→ **Exercise brief**: For the entries below, print exactly the lines between the line holding "TARGET = hand towel" and the line holding "TARGET = white sink basin", inclusive, and nothing else.

→ **Data supplied**:
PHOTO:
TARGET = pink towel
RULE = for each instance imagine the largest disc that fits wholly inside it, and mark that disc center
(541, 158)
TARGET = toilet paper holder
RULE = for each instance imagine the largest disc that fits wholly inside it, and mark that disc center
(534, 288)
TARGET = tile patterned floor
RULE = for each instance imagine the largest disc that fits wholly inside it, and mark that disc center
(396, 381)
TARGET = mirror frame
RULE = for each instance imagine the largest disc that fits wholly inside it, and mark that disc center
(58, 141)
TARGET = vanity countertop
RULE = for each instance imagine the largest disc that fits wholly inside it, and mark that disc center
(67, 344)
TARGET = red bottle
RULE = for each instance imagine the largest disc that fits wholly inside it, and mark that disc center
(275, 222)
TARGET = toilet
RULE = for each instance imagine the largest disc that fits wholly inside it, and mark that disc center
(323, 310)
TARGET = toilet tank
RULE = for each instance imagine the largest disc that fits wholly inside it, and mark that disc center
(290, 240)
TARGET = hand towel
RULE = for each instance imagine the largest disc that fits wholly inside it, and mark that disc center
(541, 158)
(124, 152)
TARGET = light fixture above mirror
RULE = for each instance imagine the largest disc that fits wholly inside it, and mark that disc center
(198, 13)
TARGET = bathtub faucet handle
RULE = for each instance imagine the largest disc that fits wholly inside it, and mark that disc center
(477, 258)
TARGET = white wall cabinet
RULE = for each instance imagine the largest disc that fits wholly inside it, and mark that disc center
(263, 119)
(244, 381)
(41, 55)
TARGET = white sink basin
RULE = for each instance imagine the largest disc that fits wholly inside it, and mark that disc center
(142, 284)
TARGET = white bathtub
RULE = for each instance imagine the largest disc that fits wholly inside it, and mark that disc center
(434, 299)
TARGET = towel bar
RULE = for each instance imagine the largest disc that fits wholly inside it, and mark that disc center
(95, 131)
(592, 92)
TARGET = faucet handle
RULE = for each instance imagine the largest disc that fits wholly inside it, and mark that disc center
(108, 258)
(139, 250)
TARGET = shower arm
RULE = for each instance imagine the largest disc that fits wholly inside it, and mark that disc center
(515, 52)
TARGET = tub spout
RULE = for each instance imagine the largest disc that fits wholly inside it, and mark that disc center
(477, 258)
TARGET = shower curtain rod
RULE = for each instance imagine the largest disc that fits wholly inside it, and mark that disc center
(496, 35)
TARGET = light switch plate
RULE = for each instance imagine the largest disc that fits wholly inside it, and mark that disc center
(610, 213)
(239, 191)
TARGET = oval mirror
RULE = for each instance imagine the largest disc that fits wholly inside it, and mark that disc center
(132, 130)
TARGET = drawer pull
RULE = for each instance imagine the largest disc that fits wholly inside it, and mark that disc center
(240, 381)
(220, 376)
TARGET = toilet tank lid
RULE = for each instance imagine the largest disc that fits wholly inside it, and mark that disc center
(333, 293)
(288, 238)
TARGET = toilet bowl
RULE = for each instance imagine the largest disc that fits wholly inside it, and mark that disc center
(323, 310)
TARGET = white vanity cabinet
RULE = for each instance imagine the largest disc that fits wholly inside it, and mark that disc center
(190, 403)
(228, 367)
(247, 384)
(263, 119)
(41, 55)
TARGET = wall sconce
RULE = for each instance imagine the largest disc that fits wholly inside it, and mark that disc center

→ **Output of the exercise**:
TARGET = hand towel
RULE = for each instance imagine the largest disc that fits wholly inside it, and mark that disc center
(541, 158)
(124, 152)
TARGET = light fixture above mirror
RULE = for each instance imagine the largest disc that fits wholly inside it, and mark that disc center
(198, 13)
TARGET = bathtub faucet handle
RULE = for each instance imagine the largest disc that fits wholly inside it, and mark that disc center
(477, 258)
TARGET = white wall cabinet
RULE = for each instance imagine the largest disc that fits wholly inside it, and mark that disc center
(263, 119)
(244, 381)
(41, 55)
TARGET = white sink basin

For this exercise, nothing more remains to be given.